• TUGAS 1:
Menurut teks tentang menikah dan rezeki, surah dan ayat manakah yang menyebutkan bahwa orang yang menikah akan diberi kecukupan oleh Allah dari karunia-Nya?

• TEKS BACAAN:
Suara.com - Menikah adalah fase penting dalam kehidupan seseorang yang sering dikaitkan dengan berbagai konsekuensi, baik dalam aspek sosial, psikologis, maupun ekonomi. Namun alasan buru-buru menikah yang tidak tepat terkadang akan memperburuk keadaan.
Salah satu keyakinan yang berkembang di masyarakat adalah bahwa menikah dapat membuka pintu rezeki.Kepercayaan ini tidak hanya berakar dalam budaya dan tradisi, tetapi juga didukung oleh berbagai perspektif, mulai dari agama, psikologi, hingga ekonomi.
Dalam ajaran Islam, menikah dianggap sebagai sunnah yang membawa banyak keberkahan. Beberapa ayat dalam Al-Qur'an menegaskan bahwa Allah akan memberikan kecukupan rezeki bagi pasangan yang menikah.
Salah satunya terdapat dalam Surah An-Nur ayat 32, yang menyebutkan bahwa orang yang menikah akan diberikan kecukupan oleh Allah dari karunia-Nya.
Dalam Surat An-Nur ayat 32, dikutip dari NU Onliie Allah berfirman:
وَاَنْكِحُوا الْاَيَامٰى مِنْكُمْ وَالصّٰلِحِيْنَ مِنْ عِبَادِكُمْ وَاِمَاۤىِٕكُمْۗ اِنْ يَّكُوْنُوْا فُقَرَاۤءَ يُغْنِهِمُ اللّٰهُ مِنْ فَضْلِهٖۗ وَاللّٰهُ وَاسِعٌ عَلِيْمٌ ٣٢
Artinya:"Nikahkanlah orang-orang yang masih membujang di antara kamu dan juga orang-orang yang layak (menikah) dari hamba-hamba sahayamu, baik laki-laki maupun perempuan. Jika mereka miskin, Allah akan memberi kemampuan kepada mereka dengan karunia-Nya. Allah Mahaluas (pemberian-Nya) lagi Maha Mengetahui."
Sekilas, ayat ini tampak seperti janji bahwa menikah pasti membawa rezeki dan akan kaya. Tapi mari kita lihat penjelasan ulama Imam Fakhruddin Ar-Razi dalam Tafsir Mafatihul Ghaib, menjelaskan bahwa ayat ini bukan janji Allah bahwa setiap orang yang menikah akan menjadi kaya.

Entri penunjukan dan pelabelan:
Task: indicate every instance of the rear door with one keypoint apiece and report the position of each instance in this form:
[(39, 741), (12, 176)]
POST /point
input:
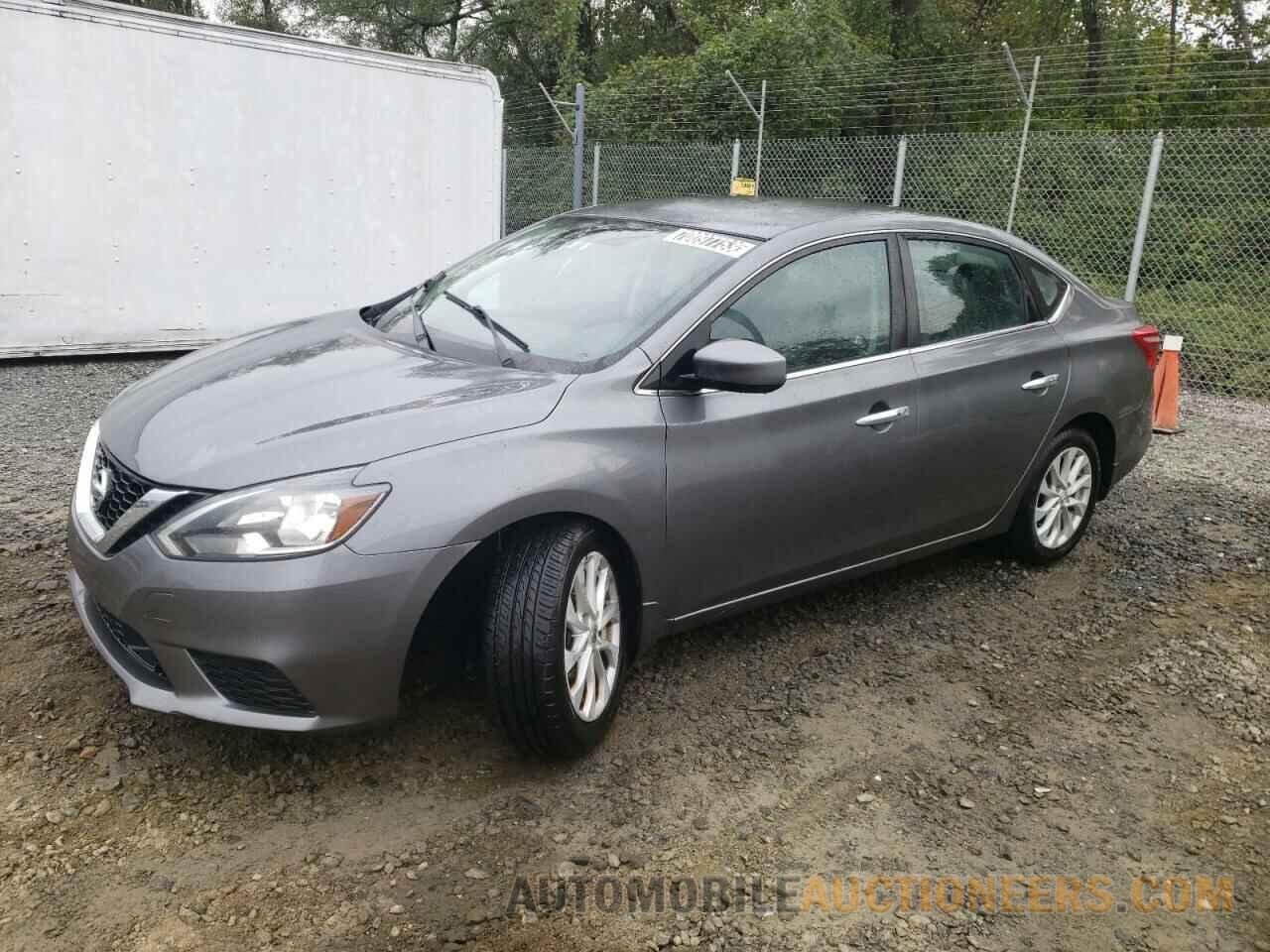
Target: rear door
[(992, 372), (769, 489)]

• TUGAS 2:
Ambil seluruh baris dari catatan di atas dan tulis ulang tanpa perubahan apa pun. Jangan sertakan gambarnya.

• JAWABAN TUGAS 1:
Surah An-Nur ayat 32.

• JAWABAN TUGAS 2:
Task: indicate every instance of the rear door with one keypoint apiece and report the position of each instance in this form:
[(39, 741), (12, 176)]
POST /point
input:
Target: rear door
[(992, 372), (769, 489)]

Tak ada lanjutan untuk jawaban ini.